Text provided |
• • • •

Re: Re: Swap DIsks- but not what you think!

From: <info@dont-contact.us>
Date: Sat, 23 Oct 1999 10:09:33 +1000

Thanks a lot for that Clifton & thank you Andreas Kaeser for your response too,

As another thought, I have seen many people asking about how much memory Squid
uses to which the answer is the proverbial "how long is a piece of string?" ie.
depends on your circumstance. And I understand fully. But it does make things
much harder for novices & IT people making proposals for hardware setups in
general (especially because RAM is so f..ing expensive at the moment!). I
myself got caught a few months ago. After 6 months of merrily running Squid on
a box with 128 mb RAM & 8 gb of cache & using swap space (I didn't think it
slowed things down - boy was I wrong! - it is all relative, isn't it?), I
thought "Cool, I'll buy this ridiculously cheap 17 gb drive & increase my byte
hit ratio". Of course there are no points to anyone for guessing what happened!
I've learned my lesson but I digress.

How hard would it be to make Squid intelligent enough to dynamically change its
operating variables for optimum performance to suit its environment & perhaps
shove in a couple of accessible meters (or something with the smae functionality
like in cachemgr)? Impossible? Well maybe if everyone who could see this would
be a great benefit would chip in a dollar a day (or whatever) & hire a top-gun
programmer to do it (just a flight of fancy!). I mean processor time couldn't
be an issue could it? Running Squid on a Pentium 200 doesn't bother the chip at
all really (1-7% on my box).

• • • •

Listing |
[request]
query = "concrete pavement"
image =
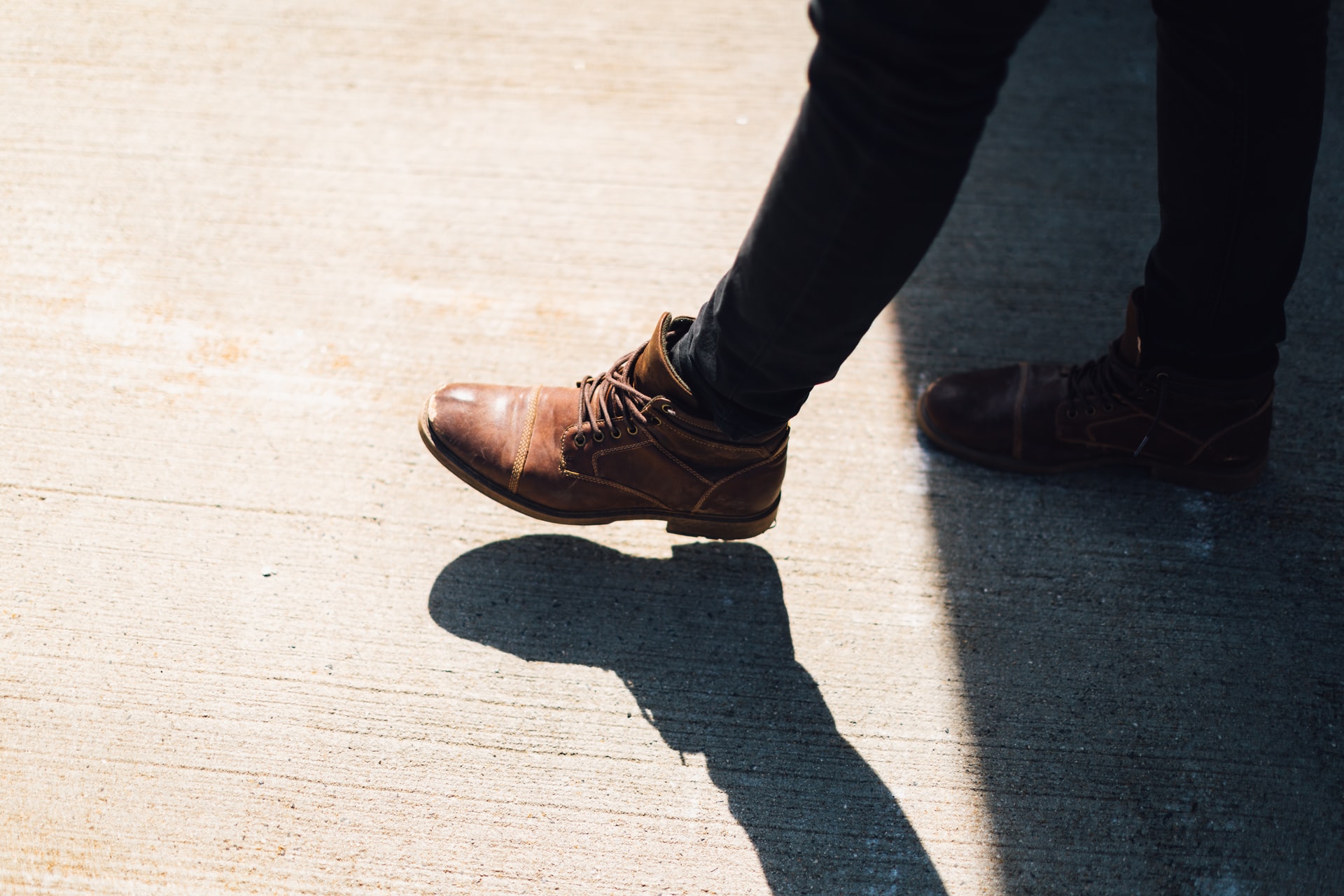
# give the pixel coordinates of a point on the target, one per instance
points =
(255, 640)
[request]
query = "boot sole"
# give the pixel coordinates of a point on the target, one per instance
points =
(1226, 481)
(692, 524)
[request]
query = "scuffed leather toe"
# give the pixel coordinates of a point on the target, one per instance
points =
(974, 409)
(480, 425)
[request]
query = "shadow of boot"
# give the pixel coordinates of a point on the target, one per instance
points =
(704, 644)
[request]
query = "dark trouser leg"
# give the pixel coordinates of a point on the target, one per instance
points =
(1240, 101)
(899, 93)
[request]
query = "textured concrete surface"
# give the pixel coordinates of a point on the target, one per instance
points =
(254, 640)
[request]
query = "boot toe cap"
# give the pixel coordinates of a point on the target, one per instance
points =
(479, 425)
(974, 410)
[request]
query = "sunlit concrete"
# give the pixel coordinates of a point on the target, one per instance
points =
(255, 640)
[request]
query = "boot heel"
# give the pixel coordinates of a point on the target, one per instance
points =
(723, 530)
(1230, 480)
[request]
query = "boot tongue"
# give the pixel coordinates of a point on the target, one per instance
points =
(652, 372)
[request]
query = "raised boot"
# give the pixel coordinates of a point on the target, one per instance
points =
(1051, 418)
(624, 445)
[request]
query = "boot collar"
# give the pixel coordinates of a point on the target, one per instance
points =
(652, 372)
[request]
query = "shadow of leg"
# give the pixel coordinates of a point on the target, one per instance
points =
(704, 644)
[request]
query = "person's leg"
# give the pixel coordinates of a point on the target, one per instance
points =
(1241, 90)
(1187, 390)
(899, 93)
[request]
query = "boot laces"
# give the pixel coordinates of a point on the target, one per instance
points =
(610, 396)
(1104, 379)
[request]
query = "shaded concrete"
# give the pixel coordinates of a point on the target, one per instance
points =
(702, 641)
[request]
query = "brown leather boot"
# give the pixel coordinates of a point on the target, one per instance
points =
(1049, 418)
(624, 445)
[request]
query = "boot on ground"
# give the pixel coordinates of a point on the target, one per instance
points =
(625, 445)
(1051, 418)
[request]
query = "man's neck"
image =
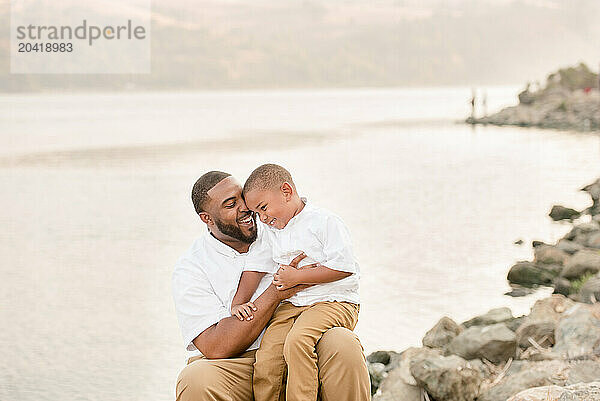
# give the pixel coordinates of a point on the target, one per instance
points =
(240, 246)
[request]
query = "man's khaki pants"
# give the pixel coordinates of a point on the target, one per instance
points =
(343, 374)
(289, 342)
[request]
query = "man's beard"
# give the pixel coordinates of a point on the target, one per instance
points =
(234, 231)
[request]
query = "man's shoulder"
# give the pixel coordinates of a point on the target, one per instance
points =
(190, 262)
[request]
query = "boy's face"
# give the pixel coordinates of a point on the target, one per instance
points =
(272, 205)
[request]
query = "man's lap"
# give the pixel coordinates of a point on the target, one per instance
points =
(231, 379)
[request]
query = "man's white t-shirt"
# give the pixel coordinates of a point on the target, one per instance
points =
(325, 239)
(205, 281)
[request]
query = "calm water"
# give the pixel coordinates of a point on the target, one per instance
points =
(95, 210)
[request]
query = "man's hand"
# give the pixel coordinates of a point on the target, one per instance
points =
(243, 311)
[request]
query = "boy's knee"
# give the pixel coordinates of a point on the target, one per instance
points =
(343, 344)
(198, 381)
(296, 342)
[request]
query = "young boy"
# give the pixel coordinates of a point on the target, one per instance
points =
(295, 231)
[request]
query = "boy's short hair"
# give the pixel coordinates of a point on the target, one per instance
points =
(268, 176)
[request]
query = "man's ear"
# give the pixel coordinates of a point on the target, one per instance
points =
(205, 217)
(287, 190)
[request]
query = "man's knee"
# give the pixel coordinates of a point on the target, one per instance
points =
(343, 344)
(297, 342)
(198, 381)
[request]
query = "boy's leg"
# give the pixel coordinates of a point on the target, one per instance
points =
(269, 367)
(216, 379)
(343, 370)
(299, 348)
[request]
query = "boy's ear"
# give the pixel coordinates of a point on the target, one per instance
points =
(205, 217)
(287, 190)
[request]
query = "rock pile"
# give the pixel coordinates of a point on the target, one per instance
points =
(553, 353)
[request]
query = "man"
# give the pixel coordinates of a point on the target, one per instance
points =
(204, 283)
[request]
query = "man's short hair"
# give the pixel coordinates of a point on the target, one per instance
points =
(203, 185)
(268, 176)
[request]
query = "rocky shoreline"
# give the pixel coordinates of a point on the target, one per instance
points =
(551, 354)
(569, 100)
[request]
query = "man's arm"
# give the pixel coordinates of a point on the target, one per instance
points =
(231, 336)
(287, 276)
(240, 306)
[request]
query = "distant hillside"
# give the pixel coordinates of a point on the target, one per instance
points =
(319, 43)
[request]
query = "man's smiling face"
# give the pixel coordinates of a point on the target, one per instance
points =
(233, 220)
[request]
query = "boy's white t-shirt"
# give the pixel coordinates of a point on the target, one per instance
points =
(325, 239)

• • • •

Objectives |
- A) Answer these questions about the Squid mailing-list post:
(i) How much RAM did the writer's box have while running Squid?
(ii) What size of drive did the writer think of buying to raise the byte hit ratio?
(iii) What processor load does the writer report for Squid on a Pentium 200?
- B) Collect every line of the rows that contains the string "leather". Case counts.

Per-task answers |
- A)
(i) 128 mb
(ii) 17 gb
(iii) 1-7%

- B)
query = "scuffed leather toe"
query = "brown leather boot"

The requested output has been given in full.